- [EXERCISE MATERIAL]:
|---|

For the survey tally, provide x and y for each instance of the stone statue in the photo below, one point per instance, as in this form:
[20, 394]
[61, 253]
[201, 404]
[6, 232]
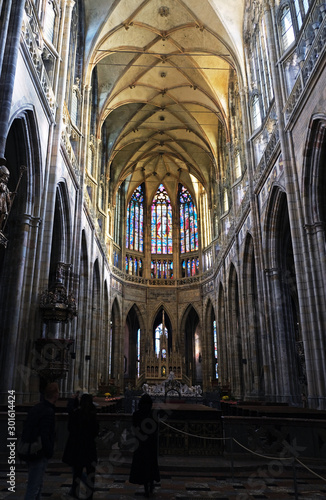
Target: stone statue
[5, 195]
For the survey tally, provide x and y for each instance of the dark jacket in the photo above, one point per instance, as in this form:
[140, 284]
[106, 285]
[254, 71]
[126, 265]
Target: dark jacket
[80, 449]
[41, 422]
[144, 466]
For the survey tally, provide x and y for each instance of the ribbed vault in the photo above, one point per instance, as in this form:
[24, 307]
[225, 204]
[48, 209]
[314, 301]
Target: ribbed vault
[163, 70]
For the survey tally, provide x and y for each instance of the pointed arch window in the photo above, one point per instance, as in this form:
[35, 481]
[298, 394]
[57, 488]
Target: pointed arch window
[188, 222]
[215, 349]
[49, 21]
[138, 352]
[135, 221]
[287, 31]
[161, 223]
[161, 335]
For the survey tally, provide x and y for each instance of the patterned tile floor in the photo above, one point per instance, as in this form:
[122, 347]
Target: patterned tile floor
[183, 478]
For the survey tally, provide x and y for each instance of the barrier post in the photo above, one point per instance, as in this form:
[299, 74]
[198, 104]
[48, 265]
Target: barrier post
[232, 464]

|---|

- [WHAT THE TASK REQUIRES]:
Convert the data into a numbered list, covering only the lines from the one containing "of the barrier" through the final line of the data, inclusive, and omitting any blank lines.

- [FINAL RESULT]:
1. For the survey tally, provide x and y for each instance of the barrier post in the photo above, one point per instance, as in this form:
2. [299, 74]
3. [198, 104]
4. [48, 265]
5. Target: barrier post
6. [232, 464]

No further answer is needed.